• [Problem to solve]: Locate every line in the records below that contains the string "Detect", matching case exactly, and copy each of those lines in full.

• [Material to process]:
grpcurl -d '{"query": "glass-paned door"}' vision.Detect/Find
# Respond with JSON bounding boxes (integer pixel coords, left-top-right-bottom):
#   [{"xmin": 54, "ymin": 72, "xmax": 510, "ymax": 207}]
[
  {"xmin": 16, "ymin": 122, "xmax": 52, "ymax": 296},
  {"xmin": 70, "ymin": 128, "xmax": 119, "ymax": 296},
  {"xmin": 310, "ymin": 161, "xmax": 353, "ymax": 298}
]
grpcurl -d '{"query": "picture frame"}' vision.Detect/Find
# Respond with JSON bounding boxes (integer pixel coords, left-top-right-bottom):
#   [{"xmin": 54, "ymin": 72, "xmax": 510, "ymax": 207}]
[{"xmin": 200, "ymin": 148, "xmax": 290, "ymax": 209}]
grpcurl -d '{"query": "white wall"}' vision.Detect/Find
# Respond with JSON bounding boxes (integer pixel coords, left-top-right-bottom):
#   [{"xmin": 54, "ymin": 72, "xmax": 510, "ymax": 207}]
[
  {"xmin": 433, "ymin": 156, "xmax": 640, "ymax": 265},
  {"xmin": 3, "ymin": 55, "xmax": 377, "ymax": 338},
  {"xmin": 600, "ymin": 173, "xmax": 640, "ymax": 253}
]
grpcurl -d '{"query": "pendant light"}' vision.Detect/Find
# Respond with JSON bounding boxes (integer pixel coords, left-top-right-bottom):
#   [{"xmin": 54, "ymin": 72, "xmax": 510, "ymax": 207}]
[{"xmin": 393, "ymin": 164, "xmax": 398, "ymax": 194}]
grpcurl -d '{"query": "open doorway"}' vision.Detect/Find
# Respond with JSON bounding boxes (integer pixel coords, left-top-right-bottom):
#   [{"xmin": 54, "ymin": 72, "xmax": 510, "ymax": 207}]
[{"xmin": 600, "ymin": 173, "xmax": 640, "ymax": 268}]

• [Final answer]:
grpcurl -d '{"query": "glass-paned door"}' vision.Detect/Find
grpcurl -d '{"query": "picture frame"}' vision.Detect/Find
grpcurl -d '{"query": "white wall"}' vision.Detect/Find
grpcurl -d '{"query": "pendant light"}' vision.Detect/Find
grpcurl -d '{"query": "open doorway"}' vision.Detect/Find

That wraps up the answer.